▼▼▼

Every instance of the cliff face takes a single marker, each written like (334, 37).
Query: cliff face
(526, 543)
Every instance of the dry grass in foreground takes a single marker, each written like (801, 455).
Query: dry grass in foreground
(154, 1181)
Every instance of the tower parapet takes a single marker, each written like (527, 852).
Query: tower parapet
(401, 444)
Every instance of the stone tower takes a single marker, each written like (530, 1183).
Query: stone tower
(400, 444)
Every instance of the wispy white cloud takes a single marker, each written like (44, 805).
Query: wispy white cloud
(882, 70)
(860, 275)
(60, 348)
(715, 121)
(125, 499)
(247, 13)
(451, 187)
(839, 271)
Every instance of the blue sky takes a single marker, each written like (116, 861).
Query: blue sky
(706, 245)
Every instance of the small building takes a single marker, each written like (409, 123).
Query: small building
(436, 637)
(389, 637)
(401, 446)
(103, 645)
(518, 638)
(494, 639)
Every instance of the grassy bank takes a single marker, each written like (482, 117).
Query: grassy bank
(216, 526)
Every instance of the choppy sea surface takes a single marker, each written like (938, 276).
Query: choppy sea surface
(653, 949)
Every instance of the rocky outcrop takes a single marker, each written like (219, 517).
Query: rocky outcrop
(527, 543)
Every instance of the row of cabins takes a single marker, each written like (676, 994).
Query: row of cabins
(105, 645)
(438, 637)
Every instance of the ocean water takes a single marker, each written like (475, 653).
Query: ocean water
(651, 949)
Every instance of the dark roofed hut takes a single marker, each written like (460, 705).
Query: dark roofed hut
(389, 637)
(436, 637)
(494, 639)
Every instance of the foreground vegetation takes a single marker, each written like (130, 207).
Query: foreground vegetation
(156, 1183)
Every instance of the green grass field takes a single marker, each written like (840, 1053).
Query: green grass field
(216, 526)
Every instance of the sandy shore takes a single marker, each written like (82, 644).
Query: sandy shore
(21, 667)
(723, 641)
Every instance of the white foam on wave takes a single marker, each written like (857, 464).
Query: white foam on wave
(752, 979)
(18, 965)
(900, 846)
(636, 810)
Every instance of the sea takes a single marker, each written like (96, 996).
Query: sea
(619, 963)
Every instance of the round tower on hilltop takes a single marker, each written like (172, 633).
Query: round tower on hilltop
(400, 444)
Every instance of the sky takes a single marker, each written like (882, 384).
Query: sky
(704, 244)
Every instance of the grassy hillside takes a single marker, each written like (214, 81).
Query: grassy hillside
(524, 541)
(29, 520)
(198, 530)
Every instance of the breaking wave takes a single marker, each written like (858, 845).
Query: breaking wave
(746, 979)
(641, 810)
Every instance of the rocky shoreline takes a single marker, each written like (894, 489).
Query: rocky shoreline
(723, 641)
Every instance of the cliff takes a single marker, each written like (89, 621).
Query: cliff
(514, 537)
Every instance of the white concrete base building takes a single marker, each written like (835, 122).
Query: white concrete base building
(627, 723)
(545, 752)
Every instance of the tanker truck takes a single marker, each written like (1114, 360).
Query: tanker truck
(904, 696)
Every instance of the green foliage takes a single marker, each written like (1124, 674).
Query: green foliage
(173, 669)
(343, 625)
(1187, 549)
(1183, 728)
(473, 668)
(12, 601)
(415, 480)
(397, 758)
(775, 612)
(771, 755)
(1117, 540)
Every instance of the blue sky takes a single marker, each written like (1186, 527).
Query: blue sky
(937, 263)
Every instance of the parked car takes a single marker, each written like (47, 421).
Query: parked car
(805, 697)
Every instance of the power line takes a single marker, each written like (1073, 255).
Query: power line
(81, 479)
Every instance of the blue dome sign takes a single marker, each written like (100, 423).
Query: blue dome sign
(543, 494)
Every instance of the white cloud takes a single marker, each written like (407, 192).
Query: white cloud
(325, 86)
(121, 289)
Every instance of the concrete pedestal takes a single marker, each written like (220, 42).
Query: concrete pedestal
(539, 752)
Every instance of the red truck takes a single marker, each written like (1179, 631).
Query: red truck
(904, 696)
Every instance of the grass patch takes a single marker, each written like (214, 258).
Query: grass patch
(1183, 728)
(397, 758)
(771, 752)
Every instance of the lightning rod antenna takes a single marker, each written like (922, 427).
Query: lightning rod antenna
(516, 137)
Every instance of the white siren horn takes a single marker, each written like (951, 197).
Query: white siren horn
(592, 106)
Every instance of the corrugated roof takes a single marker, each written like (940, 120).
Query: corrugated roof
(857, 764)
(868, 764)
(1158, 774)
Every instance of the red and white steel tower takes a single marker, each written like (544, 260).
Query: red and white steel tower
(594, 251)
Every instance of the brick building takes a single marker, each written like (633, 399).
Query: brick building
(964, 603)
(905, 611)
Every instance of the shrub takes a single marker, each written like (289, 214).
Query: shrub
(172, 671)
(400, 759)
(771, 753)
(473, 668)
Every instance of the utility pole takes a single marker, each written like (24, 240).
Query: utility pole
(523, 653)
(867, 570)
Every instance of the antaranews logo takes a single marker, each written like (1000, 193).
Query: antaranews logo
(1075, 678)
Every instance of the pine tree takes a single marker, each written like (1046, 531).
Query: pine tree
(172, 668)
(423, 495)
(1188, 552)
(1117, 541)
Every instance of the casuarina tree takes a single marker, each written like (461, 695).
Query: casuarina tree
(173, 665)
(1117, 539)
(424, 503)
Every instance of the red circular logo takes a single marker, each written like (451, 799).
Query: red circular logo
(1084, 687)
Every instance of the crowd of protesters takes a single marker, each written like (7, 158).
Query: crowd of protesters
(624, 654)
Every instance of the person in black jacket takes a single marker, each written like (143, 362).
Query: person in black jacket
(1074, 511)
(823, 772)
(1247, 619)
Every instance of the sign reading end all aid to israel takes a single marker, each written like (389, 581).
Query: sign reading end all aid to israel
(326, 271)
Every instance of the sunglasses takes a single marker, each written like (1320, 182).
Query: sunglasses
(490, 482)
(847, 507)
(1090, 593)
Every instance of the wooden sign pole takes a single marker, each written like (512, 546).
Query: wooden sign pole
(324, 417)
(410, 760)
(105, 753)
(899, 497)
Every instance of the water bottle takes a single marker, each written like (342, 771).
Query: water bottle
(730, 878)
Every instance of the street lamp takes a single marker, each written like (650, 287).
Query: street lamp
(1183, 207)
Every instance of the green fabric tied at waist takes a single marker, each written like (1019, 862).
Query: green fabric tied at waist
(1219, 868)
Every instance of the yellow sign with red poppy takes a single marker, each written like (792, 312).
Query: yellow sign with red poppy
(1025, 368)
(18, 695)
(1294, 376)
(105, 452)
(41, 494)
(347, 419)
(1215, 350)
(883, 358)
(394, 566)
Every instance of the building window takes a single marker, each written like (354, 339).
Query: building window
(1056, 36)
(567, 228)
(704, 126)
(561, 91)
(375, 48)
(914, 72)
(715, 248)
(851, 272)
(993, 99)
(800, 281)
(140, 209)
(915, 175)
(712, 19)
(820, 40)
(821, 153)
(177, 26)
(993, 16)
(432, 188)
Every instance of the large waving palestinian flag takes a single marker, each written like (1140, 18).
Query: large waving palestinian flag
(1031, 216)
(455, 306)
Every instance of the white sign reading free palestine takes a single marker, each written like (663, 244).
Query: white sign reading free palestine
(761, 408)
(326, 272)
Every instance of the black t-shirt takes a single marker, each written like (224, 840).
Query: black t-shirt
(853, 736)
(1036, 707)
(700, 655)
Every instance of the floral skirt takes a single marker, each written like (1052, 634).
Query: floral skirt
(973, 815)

▲▲▲

* **WHAT IS REQUIRED**: Retype the records above exactly.

* **THE SOLUTION**:
Every instance of the cliff face takes a single marker, each written like (334, 37).
Query: cliff face
(526, 543)
Every instance of the dry grass in foreground takes a single marker, each written like (801, 455).
Query: dry grass in foreground
(154, 1181)
Every instance of the tower parapet takes a single marker, each written like (527, 852).
Query: tower parapet
(401, 444)
Every instance of the stone tower takes a single marker, each written like (530, 1183).
Query: stone tower
(400, 444)
Every instance of the wispy white cloud takes a single marker, each written like (44, 805).
Query: wispy white cloud
(882, 70)
(860, 275)
(60, 348)
(715, 121)
(125, 499)
(247, 13)
(451, 187)
(839, 271)
Every instance of the blue sky takes a single marker, each written like (116, 861).
Query: blue sky
(706, 245)
Every instance of the small building takes a single marker, each written like (409, 123).
Query: small building
(436, 637)
(389, 637)
(401, 446)
(103, 645)
(518, 638)
(494, 639)
Every instance of the grassy bank takes a single marker, each written like (482, 117).
Query: grassy bank
(216, 526)
Every instance of the choppy sea surface takes a single marker, each written like (938, 276).
Query: choppy sea surface
(653, 949)
Every instance of the rocky outcrop takes a single marker, each written like (219, 517).
Query: rocky outcrop
(527, 543)
Every instance of the row of cabins takes a single marker, each written like (676, 994).
Query: row of cabins
(105, 645)
(438, 637)
Every instance of the ocean water takes a single marker, each written like (475, 653).
Query: ocean water
(651, 949)
Every instance of the dark roofed hut takes a single marker, each written like (460, 705).
Query: dark roofed hut
(389, 637)
(436, 637)
(494, 639)
Every instance of the foreground vegetation takes a single marker, each written like (130, 207).
Query: foreground vegetation
(156, 1183)
Every instance of the green grass field takes a single marker, each written like (840, 1053).
Query: green grass field
(216, 526)
Every instance of the sandy shore takes a single marker, each written like (82, 644).
Query: sandy shore
(21, 667)
(723, 641)
Every instance of the white foam on wave takes a single marker, each written like (857, 464).
Query: white foam on wave
(752, 979)
(18, 965)
(900, 846)
(636, 810)
Every instance of the sea takes a single marker, each written like (96, 996).
Query: sea
(619, 963)
Every instance of the round tower on hilltop takes a single marker, each written like (172, 633).
Query: round tower on hilltop
(400, 444)
Every instance of the sky takes a single marker, each written like (882, 384).
Query: sky
(704, 244)
Every instance of the grassy hillside takes a single marker, each written like (214, 81).
Query: grassy hillside
(524, 541)
(29, 520)
(198, 530)
Every instance of the breaking wave takes a single marker, each written like (858, 845).
Query: breaking wave
(746, 979)
(641, 810)
Every instance of the rocky shoreline takes a single marker, each written like (894, 489).
Query: rocky shoreline
(723, 641)
Every instance of the cliff takes a single marker, each written like (89, 621).
Query: cliff
(514, 537)
Every instance of the white concrete base building takes a single marker, each written like (835, 122).
Query: white concrete base building
(627, 723)
(545, 752)
Every instance of the tanker truck takes a single marker, each written like (1114, 360).
Query: tanker truck
(904, 696)
Every instance of the green foliage takes a single marker, each written like (1124, 674).
Query: green foliage
(173, 669)
(343, 625)
(1187, 549)
(1183, 728)
(473, 668)
(12, 601)
(415, 480)
(397, 758)
(775, 612)
(771, 755)
(1117, 540)
Every instance of the blue sky takes a single marker, each written like (1186, 527).
Query: blue sky
(937, 263)
Every instance of the parked car takes a single marker, each written like (47, 421).
Query: parked car
(805, 697)
Every instance of the power line takes a single marker, each written like (1073, 255).
Query: power line
(81, 479)
Every instance of the blue dome sign takes a single marker, each written like (100, 423).
Query: blue dome sign
(543, 494)
Every instance of the white cloud takes a single marker, each written like (407, 192).
Query: white cloud
(325, 86)
(121, 289)
Every instance of the concrete pedestal takes a single marker, each written like (220, 42).
Query: concrete pedestal
(539, 752)
Every instance of the red truck takes a single marker, each written like (1179, 631).
Query: red truck
(904, 696)
Every instance of the grass patch takes a single marker, each written like (214, 258).
Query: grass patch
(1183, 728)
(397, 758)
(771, 752)
Every instance of the lightning rod antenna takes a single marker, each written like (922, 427).
Query: lightning rod antenna
(516, 137)
Every instance of the white siren horn takes a single marker, each written like (951, 197).
Query: white siren horn
(592, 106)
Every instance of the corrugated roof takes a single marker, each written like (940, 120).
Query: corrugated roof
(857, 764)
(868, 764)
(1158, 774)
Every instance of the red and white steel tower takes a single marker, each written like (544, 260).
Query: red and white steel tower
(594, 251)
Every instance of the brick building takes a single marker, each written like (633, 399).
Query: brick building
(964, 603)
(905, 611)
Every instance of the shrub takes a single marker, each written like (289, 214).
Query: shrub
(172, 671)
(400, 759)
(771, 753)
(473, 668)
Every instance of the utility pole takes a single marker, each written like (24, 240).
Query: utility pole
(523, 653)
(867, 570)
Every instance of the antaranews logo takes a single marker, each written like (1000, 193).
Query: antaranews logo
(1075, 678)
Every instance of the pine tree takes a single marker, each written like (1046, 531).
Query: pine tree
(172, 668)
(423, 495)
(1188, 552)
(1117, 541)
Every instance of the casuarina tree takes a single marker, each written like (461, 695).
Query: casuarina tree
(173, 665)
(1117, 539)
(424, 503)
Every instance of the red circular logo takes a single marker, each written like (451, 799).
Query: red circular logo
(1084, 687)
Every instance of the crowd of protesters takes a single marker, each written like (7, 158).
Query: crowd of protesters
(624, 654)
Every instance of the person in black jacket takes a single marker, each written like (143, 362).
Query: person in black jacket
(1074, 511)
(823, 772)
(1247, 619)
Every instance of the sign reading end all aid to israel takes a single marker, each written like (389, 581).
Query: sign reading end all aid to israel
(326, 271)
Every instance of the sunglasses takes a single marker, each written like (1320, 182).
Query: sunglasses
(490, 482)
(847, 507)
(1090, 593)
Every instance of the wooden sign pole takes a single marker, each written like (512, 546).
Query: wooden sign pole
(324, 417)
(410, 760)
(105, 753)
(899, 497)
Every instance of the water bottle takes a single marker, each written like (342, 771).
Query: water bottle
(730, 878)
Every instance of the street lamp takes a single marker, each written like (650, 287).
Query: street lamp
(1183, 207)
Every instance of the green fabric tied at waist takes a single marker, each written like (1019, 862).
Query: green fabric tied at waist
(1219, 868)
Every instance of the yellow sign with red poppy takes a single marker, each written like (792, 312).
Query: yellow sign with red poppy
(1025, 368)
(18, 695)
(1294, 376)
(105, 452)
(41, 494)
(347, 419)
(1215, 350)
(883, 358)
(394, 566)
Every instance of the building window takes a single marker, each written like (354, 339).
Query: building window
(1056, 36)
(567, 228)
(704, 126)
(561, 91)
(375, 48)
(914, 72)
(715, 248)
(851, 272)
(993, 99)
(800, 281)
(140, 209)
(915, 175)
(712, 19)
(820, 40)
(821, 153)
(177, 26)
(993, 16)
(432, 188)
Every instance of the large waving palestinian flag takes a single marker, each written like (1140, 18).
Query: large waving palestinian flag
(1031, 216)
(455, 306)
Every instance of the white sign reading free palestine takes a single marker, each written like (663, 244).
Query: white sign reading free palestine
(761, 408)
(326, 272)
Every instance of the black t-shirt takes a single marker, each written like (224, 840).
Query: black t-shirt
(853, 736)
(1036, 707)
(700, 655)
Every instance of the floral skirt takes a single marker, each written like (1052, 634).
Query: floral skirt
(973, 815)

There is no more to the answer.